### Working data
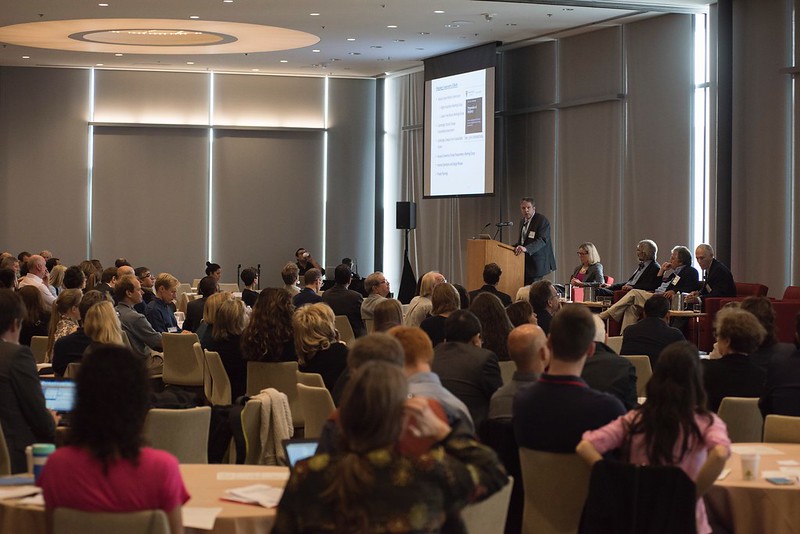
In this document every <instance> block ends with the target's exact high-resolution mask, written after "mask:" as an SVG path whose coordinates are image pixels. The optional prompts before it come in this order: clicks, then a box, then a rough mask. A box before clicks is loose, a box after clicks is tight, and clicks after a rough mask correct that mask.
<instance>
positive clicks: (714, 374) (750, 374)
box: [701, 354, 767, 412]
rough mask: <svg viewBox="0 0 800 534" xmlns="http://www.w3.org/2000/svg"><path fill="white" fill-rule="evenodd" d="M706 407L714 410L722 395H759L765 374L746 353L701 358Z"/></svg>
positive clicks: (756, 396)
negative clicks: (702, 372)
mask: <svg viewBox="0 0 800 534" xmlns="http://www.w3.org/2000/svg"><path fill="white" fill-rule="evenodd" d="M701 363H702V365H703V382H704V383H705V386H706V393H707V394H708V409H709V410H711V411H714V412H716V411H717V410H719V404H720V403H721V402H722V399H723V397H761V395H762V394H763V393H764V382H765V381H766V378H767V375H766V373H765V372H764V370H763V369H761V368H760V367H759V366H757V365H756V364H755V363H753V362H752V361H750V358H749V356H747V355H746V354H728V355H726V356H723V357H722V358H720V359H718V360H701Z"/></svg>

### Instructions to follow
Output only the lines that run from the one containing "rough mask: <svg" through the last line of the material above, both included.

### Completed exercise
rough mask: <svg viewBox="0 0 800 534" xmlns="http://www.w3.org/2000/svg"><path fill="white" fill-rule="evenodd" d="M706 407L714 410L722 395H759L765 374L746 353L701 358Z"/></svg>
positive clicks: (756, 396)
negative clicks: (702, 372)
mask: <svg viewBox="0 0 800 534" xmlns="http://www.w3.org/2000/svg"><path fill="white" fill-rule="evenodd" d="M701 363H702V365H703V382H704V383H705V386H706V393H707V394H708V409H709V410H711V411H714V412H716V411H717V410H719V404H720V403H721V402H722V399H723V397H761V395H762V394H763V393H764V382H765V381H766V378H767V375H766V373H765V372H764V370H763V369H761V368H760V367H759V366H757V365H756V364H755V363H753V362H752V361H750V358H749V356H747V355H746V354H728V355H726V356H723V357H722V358H720V359H718V360H701Z"/></svg>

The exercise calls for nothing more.